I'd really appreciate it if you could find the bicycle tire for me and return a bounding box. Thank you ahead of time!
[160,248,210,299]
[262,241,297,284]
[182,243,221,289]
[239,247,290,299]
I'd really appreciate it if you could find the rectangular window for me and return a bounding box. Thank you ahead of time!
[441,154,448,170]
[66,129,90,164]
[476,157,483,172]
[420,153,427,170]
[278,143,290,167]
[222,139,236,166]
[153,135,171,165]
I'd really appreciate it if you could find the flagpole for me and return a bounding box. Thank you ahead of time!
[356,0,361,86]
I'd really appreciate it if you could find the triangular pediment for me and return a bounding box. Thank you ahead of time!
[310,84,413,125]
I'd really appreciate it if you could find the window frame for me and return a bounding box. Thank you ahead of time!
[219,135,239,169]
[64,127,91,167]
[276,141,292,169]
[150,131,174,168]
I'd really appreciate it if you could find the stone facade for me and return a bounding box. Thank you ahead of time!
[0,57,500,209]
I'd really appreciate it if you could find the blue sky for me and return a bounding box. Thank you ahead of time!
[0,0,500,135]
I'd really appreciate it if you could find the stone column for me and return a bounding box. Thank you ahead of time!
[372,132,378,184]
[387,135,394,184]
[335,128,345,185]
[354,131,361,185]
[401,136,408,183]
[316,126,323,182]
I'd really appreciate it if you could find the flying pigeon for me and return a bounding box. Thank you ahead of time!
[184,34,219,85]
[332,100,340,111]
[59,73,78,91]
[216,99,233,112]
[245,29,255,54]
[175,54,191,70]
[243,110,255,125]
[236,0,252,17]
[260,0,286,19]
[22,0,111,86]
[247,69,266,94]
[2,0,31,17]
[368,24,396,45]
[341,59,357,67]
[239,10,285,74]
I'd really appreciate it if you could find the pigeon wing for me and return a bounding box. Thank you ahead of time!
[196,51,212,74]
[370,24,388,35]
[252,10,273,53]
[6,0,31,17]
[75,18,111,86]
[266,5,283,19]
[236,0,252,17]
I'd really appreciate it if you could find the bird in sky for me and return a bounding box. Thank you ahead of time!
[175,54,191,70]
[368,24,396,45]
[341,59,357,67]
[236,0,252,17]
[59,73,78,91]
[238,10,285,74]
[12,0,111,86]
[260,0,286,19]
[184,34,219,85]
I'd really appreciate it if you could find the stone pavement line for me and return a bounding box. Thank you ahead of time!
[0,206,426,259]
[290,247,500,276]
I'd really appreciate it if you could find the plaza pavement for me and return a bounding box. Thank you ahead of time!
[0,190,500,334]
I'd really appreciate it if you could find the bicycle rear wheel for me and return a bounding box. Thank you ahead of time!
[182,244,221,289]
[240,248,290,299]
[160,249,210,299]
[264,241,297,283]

★ ★ ★ ★

OBJECTIVE
Reproduce verbatim the rows above, from the row containing "I'd really appreciate it if you could find the window" up to and including the row containing "[150,131,174,168]".

REPLY
I'd really appreciate it if you could find the window frame for me and return a bounding box. Thank you ahead of time!
[219,135,239,169]
[64,127,91,167]
[276,141,292,169]
[150,131,174,168]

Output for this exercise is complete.